Items from a data source:
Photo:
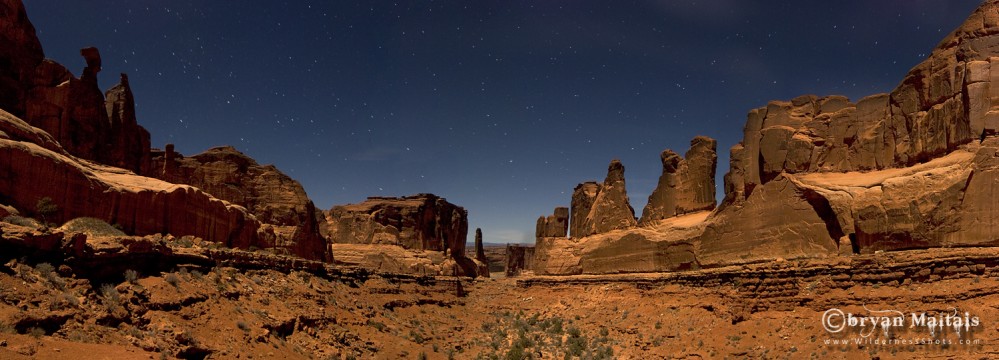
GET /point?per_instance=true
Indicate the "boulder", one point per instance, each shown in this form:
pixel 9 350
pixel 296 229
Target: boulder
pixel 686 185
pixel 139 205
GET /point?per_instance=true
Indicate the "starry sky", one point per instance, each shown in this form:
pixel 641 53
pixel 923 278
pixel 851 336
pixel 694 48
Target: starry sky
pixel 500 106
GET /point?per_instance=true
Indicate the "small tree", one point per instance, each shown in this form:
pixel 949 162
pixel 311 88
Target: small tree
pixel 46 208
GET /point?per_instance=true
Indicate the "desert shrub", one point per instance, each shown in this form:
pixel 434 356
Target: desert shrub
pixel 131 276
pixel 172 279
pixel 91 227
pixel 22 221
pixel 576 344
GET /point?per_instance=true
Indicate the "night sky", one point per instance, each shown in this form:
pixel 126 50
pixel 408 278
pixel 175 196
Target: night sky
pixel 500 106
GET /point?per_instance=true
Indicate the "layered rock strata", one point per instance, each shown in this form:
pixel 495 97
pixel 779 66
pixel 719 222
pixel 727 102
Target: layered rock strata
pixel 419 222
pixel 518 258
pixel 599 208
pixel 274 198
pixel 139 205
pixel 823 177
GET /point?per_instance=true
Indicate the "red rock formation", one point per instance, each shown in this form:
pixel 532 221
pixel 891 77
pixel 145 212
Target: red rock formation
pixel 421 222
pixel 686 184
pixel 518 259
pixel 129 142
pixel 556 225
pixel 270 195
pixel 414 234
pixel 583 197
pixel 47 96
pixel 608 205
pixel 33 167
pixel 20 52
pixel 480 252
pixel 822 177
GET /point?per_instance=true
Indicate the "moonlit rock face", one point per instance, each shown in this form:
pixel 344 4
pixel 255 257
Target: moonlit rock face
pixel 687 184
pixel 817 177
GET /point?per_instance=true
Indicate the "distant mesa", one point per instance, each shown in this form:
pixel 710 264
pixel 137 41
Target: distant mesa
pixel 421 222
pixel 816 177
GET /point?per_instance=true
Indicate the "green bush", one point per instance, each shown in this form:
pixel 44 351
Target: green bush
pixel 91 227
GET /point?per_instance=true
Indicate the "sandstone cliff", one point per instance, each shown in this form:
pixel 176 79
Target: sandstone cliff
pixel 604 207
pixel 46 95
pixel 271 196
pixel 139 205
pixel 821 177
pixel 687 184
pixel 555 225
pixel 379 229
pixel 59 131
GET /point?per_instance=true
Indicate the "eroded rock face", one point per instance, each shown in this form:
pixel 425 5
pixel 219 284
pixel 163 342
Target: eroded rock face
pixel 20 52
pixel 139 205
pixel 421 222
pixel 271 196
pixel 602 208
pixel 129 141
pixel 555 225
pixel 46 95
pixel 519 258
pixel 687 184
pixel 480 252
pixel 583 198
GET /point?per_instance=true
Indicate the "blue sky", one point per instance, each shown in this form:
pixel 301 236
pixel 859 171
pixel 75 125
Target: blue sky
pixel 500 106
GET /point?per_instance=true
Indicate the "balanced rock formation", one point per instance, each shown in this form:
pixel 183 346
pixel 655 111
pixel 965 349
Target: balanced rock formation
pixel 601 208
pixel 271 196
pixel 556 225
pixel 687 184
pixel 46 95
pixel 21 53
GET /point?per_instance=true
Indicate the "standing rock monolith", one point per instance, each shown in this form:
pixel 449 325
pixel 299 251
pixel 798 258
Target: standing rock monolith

Assigned task: The reply should consist of one number, the count of lines above with the string "standing" in them.

Result: 2